⟨
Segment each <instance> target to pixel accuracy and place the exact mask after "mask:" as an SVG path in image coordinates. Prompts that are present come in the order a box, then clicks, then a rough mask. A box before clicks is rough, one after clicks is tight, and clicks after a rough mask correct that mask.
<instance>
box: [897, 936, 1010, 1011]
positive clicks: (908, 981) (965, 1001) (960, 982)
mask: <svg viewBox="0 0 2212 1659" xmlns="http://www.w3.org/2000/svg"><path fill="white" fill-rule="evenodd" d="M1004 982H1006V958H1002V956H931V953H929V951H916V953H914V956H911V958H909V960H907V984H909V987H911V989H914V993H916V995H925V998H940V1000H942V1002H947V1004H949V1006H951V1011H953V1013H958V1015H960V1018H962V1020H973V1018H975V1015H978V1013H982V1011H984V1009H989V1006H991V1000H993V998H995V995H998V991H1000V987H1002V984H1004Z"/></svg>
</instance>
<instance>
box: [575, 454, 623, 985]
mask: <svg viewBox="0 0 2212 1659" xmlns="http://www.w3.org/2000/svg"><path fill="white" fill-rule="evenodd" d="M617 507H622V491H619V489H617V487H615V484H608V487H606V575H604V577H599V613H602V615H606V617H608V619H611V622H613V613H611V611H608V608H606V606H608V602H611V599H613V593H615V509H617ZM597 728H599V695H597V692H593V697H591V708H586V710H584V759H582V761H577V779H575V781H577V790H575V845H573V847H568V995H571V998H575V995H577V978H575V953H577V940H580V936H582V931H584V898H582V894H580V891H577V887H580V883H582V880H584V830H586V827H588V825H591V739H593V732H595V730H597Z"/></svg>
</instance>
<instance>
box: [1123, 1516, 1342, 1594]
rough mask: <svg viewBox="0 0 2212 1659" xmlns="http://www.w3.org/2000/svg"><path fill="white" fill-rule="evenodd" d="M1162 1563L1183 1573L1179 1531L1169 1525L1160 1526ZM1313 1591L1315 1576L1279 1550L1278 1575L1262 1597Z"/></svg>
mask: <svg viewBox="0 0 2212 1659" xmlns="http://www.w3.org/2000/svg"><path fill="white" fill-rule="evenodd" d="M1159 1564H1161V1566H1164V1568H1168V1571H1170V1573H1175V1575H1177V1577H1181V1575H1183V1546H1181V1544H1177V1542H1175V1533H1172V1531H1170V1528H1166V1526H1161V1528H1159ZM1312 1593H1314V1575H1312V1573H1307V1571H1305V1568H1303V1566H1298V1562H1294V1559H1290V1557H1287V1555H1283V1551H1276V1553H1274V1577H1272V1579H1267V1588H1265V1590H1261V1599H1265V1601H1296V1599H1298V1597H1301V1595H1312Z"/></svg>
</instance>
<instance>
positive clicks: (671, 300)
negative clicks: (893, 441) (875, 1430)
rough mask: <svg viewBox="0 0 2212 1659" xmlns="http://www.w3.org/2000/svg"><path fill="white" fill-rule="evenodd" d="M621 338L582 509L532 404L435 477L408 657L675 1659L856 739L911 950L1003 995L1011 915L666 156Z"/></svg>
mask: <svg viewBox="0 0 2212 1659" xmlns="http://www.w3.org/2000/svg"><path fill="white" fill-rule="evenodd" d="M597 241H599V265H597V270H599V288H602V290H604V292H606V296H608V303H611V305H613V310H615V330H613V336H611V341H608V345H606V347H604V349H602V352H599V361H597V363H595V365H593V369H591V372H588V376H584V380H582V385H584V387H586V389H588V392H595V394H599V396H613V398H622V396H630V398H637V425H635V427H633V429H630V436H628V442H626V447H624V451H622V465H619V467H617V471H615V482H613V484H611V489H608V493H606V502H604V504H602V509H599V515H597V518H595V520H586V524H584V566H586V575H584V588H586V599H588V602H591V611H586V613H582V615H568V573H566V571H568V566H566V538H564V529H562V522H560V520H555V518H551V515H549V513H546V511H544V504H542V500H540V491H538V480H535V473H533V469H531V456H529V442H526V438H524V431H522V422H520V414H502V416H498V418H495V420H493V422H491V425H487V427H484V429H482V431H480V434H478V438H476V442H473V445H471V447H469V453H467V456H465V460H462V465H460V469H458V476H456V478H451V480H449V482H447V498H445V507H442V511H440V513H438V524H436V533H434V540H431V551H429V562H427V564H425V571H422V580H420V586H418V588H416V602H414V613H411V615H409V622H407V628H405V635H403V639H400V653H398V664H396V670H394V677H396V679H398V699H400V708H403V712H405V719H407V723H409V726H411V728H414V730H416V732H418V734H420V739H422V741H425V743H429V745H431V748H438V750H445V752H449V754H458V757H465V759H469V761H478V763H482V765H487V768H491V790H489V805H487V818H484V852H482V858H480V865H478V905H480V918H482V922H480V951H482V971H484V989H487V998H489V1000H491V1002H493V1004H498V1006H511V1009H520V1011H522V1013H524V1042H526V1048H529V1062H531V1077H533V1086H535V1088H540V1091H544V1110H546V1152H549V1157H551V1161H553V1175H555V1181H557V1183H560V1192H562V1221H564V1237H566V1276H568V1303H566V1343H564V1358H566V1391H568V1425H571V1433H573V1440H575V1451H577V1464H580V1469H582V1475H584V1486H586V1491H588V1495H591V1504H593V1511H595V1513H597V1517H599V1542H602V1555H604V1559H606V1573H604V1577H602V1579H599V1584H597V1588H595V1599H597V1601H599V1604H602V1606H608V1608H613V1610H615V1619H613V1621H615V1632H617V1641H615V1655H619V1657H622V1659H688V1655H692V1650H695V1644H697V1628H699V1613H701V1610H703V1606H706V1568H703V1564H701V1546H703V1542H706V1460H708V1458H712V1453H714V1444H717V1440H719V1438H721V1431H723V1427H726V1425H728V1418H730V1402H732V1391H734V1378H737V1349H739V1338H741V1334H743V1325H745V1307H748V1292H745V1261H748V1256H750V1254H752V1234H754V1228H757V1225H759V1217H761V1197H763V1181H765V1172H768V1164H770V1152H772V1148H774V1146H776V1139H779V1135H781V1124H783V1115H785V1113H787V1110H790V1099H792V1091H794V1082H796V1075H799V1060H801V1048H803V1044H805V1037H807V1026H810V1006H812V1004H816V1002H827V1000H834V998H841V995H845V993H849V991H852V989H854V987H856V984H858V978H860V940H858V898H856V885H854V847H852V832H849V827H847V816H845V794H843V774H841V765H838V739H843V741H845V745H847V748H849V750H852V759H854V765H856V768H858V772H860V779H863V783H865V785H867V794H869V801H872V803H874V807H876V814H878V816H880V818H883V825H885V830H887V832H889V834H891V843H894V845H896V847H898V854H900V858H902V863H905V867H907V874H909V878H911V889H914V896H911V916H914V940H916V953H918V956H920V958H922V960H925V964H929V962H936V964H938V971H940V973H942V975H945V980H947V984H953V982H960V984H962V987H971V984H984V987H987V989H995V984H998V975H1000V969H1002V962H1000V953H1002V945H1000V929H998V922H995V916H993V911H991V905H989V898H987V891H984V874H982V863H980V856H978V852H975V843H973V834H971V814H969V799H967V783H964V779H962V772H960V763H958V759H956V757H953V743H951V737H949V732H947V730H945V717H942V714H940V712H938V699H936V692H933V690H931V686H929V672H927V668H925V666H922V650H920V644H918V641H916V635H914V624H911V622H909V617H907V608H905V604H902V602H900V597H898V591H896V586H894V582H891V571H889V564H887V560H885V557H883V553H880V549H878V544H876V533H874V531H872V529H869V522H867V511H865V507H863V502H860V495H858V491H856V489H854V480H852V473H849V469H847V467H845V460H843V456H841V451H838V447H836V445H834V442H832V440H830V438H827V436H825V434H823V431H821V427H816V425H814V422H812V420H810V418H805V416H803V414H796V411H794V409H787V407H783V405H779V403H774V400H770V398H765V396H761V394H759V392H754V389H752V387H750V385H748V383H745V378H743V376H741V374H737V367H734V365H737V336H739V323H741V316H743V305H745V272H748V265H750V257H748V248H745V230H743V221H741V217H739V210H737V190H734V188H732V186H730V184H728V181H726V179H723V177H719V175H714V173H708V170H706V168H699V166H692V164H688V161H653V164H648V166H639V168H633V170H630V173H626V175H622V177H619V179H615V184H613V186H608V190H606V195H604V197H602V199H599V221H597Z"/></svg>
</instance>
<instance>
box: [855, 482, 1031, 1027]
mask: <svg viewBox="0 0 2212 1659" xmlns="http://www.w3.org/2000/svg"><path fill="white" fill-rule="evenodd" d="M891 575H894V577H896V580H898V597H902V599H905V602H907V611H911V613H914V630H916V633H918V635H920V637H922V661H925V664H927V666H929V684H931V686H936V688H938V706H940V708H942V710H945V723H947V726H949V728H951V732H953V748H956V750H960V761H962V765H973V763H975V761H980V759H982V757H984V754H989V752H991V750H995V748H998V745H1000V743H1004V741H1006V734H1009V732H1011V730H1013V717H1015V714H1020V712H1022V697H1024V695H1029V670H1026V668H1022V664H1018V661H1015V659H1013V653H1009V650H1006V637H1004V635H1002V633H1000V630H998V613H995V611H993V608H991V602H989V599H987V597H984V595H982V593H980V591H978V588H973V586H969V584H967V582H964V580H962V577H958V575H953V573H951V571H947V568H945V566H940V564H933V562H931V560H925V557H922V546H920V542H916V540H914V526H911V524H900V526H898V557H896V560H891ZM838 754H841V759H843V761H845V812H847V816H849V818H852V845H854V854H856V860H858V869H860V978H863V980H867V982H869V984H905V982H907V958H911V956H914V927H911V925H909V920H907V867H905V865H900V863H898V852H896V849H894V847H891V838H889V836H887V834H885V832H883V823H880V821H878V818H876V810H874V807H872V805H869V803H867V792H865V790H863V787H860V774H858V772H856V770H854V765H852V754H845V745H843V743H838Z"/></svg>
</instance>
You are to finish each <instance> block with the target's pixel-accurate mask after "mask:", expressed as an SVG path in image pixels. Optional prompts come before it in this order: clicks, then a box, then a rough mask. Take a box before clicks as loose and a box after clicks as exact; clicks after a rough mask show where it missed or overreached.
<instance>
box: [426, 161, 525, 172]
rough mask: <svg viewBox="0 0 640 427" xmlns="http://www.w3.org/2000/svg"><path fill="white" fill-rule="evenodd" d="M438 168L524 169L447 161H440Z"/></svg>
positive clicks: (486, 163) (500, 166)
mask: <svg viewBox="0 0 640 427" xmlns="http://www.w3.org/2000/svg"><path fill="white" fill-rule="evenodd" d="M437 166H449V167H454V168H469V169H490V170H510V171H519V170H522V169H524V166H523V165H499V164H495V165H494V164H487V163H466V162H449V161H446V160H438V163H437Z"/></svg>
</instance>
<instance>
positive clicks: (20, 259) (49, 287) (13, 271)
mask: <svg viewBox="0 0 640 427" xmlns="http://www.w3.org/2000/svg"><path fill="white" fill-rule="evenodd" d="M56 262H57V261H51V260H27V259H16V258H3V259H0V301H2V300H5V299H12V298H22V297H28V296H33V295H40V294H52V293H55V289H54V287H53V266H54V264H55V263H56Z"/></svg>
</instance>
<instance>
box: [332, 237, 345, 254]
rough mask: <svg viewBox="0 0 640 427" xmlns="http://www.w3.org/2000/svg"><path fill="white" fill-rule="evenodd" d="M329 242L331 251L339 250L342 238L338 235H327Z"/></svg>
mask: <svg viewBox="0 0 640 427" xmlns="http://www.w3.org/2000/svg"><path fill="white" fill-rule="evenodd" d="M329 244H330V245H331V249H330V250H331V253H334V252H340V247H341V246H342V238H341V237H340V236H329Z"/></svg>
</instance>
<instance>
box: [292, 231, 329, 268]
⟩
Tally the lines in the data above that contain the string "positive", treating case as significant, and reply with the number alone.

**Output of the task**
4